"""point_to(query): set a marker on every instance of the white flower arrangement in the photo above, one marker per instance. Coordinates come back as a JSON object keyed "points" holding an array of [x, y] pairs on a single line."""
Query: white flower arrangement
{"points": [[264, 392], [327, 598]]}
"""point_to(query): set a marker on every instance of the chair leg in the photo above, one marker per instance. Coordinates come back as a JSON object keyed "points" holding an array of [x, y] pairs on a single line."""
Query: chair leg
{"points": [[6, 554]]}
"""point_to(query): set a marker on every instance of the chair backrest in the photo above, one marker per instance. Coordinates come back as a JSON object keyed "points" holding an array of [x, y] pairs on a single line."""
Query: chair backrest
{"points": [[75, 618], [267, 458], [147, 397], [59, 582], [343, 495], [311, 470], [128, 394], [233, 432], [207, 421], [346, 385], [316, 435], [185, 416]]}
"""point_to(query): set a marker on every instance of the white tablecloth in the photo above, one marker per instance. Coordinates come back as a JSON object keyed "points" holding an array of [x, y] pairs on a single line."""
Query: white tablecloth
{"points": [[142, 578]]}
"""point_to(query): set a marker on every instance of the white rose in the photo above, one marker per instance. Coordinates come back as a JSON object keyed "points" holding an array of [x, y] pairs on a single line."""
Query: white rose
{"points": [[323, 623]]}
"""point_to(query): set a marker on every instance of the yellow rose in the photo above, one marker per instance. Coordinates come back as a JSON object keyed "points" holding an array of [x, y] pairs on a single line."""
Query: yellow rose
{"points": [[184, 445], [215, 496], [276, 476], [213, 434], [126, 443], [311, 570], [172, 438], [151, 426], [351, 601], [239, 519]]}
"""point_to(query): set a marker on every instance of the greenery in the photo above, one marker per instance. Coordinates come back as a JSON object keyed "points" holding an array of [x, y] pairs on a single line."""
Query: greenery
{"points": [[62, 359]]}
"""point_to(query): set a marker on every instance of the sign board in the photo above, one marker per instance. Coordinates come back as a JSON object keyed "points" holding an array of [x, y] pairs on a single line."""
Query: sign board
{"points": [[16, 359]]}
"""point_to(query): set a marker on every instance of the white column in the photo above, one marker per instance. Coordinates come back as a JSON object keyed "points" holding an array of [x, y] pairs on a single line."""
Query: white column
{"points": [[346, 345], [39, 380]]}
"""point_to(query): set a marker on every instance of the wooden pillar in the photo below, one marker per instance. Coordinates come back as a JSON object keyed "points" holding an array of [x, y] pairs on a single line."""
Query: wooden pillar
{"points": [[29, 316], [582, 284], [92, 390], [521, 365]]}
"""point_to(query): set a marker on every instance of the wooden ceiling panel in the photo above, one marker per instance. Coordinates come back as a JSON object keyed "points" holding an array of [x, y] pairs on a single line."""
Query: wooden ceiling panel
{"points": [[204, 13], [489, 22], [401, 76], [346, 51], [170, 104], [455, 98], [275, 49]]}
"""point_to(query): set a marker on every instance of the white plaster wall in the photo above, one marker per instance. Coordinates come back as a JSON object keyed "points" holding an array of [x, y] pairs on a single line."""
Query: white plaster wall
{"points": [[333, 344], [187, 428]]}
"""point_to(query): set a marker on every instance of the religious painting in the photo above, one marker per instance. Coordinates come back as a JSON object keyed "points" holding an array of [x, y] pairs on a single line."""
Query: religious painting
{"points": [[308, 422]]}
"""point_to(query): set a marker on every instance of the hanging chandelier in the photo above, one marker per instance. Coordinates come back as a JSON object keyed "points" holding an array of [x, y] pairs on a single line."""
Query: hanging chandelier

TASK TO CARRY OUT:
Each line in the material above must be retyped without alteration.

SOLUTION TO THIS TASK:
"""point_to(query): set a marker on every instance of the white flower arrangement in the photo above, one marker per instance. Coordinates come back as a JSON object keyed "points" holding an array of [x, y] pairs on a single line."""
Query: white flower arrangement
{"points": [[264, 392], [327, 598]]}
"""point_to(query): set a marker on every instance of the chair leg in the photo above, one marker per instance. Coordinates come back as a JSON object keyed "points" holding an array of [x, y] pairs on a single line."""
Query: chair leg
{"points": [[6, 554]]}
"""point_to(query): set a marker on every instance of the chair backrest in the photo above, one marker per instance. Coordinates come back as a JSON object keyed "points" holding an array of [x, y] pairs on a single line."""
Query: chair backrest
{"points": [[75, 618], [267, 458], [147, 397], [59, 582], [343, 495], [311, 470], [128, 394], [233, 432], [207, 421], [346, 385], [316, 435], [185, 416]]}
"""point_to(query): set a marker on every instance of the white tablecloth in the photo above, one marker per instance. Coordinates come back as a JSON object keyed "points" holding an array of [x, y] pairs on a single line."""
Query: white tablecloth
{"points": [[142, 578]]}
"""point_to(query): set a marker on every instance of the white rose in the photo above, one marker per instance. Coordinates come back as a JSON object keyed "points" holding an array of [x, y] pairs on a single line."""
Query: white rose
{"points": [[323, 623]]}
"""point_to(query): set a marker on every instance of the yellow rose in the photo above, one marker per instance. Coordinates come back as a JSON object keyed "points" holding an array of [x, y] pairs on a single line."""
Query: yellow rose
{"points": [[184, 445], [215, 496], [276, 476], [213, 434], [126, 443], [311, 570], [172, 438], [151, 426], [351, 601], [239, 519]]}
"""point_to(query): set a marker on every instance of the greenery in the photo above, one marker per instance. Coordinates come back as a JSON object keyed "points" holding an array of [x, y] pairs on a single line."""
Query: greenery
{"points": [[62, 359]]}
"""point_to(query): set a marker on every instance of the sign board in the photo above, one marker per instance. Coordinates come back as a JSON object keyed "points" holding an array of [x, y] pairs on a single line."""
Query: sign board
{"points": [[16, 359]]}
"""point_to(query): set a marker on every instance of the white column in the photo above, one marker per instance. Coordinates come back as a JSON object keyed "points" holding an array of [x, y] pairs on a single line."""
Query: white column
{"points": [[346, 345], [39, 380]]}
"""point_to(query): set a marker on every instance of the wooden pillar in the photo below, one marker per instance. Coordinates come back as a JSON object keyed "points" holding an array of [x, y] pairs on a single line."""
Query: wooden pillar
{"points": [[29, 316], [582, 284], [92, 390], [521, 365]]}
"""point_to(query): set a marker on every instance of the wooden ceiling panel in the photo above, one marker per instance. Coordinates come back as a JSON object keyed "points" holding an array of [x, y] pairs on a single line."""
Query: wooden ceiling panel
{"points": [[204, 13], [489, 22], [401, 76], [346, 51], [170, 104], [455, 98], [275, 49]]}
"""point_to(query): set a marker on every instance of the white plaster wall in the photo above, one marker per instance. Coordinates come back as a JSON object keyed "points" holding an array of [x, y] pairs on a single line."""
Query: white plaster wall
{"points": [[333, 344], [187, 428]]}
"""point_to(query): set a marker on every instance of the religious painting in the photo above, one marker per instance. Coordinates come back as a JSON object keyed "points" holding an array of [x, y] pairs on a single line."""
Query: religious painting
{"points": [[308, 422]]}
"""point_to(query): set a marker on every instance of the hanging chandelier in the photo above, one marker per instance. Coordinates come back as a JSON object keyed "points" holding an array of [x, y] pairs on a single line."""
Query: hanging chandelier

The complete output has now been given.